WHAT YOU SHOULD DO
Below are some records. Print exactly the lines between the one holding "Q. Locate the rock face;" and the one holding "Q. Locate the stone", inclusive, and nothing else.

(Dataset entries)
********************
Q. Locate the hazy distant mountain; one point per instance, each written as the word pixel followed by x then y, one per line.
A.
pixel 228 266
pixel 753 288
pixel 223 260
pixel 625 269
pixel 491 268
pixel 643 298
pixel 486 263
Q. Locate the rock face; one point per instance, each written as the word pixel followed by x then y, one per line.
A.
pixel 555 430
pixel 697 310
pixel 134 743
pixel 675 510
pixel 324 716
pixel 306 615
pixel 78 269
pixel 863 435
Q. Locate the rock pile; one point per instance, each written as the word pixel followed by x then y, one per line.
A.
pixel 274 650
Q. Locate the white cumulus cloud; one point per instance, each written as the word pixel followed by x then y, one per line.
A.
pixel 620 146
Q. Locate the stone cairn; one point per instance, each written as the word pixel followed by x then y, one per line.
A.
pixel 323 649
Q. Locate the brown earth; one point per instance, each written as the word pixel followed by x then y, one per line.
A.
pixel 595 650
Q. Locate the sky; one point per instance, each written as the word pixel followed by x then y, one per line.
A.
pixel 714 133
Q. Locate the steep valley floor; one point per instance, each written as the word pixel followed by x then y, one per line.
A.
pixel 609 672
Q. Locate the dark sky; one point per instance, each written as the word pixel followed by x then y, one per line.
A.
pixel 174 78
********************
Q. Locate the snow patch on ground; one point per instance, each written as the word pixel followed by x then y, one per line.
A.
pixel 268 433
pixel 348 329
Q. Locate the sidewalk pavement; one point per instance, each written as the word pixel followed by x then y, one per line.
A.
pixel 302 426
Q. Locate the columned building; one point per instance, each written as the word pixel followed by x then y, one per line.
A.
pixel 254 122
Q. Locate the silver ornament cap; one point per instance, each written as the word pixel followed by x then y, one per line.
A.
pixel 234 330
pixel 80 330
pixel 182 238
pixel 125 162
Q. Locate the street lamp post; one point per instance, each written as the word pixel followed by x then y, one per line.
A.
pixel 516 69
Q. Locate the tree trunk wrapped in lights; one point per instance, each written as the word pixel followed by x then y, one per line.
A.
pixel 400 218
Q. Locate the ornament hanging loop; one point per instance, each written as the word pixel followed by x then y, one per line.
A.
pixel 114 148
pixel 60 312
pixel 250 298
********************
TASK SOLUTION
Q. Locate the rock face; one point per instance, each written as the word pixel followed by x then y, one per line.
A.
pixel 555 430
pixel 697 310
pixel 134 743
pixel 675 510
pixel 324 716
pixel 306 615
pixel 78 269
pixel 863 435
Q. Locate the rock pile; one point per instance, each written as the word pixel followed by x then y, one per line.
A.
pixel 274 650
Q. Locate the white cumulus cloud; one point per instance, each written as the word pixel followed by x then y, one per line.
A.
pixel 620 146
Q. Locate the stone cairn; one point per instance, each written as the word pixel followed by x then y, one per line.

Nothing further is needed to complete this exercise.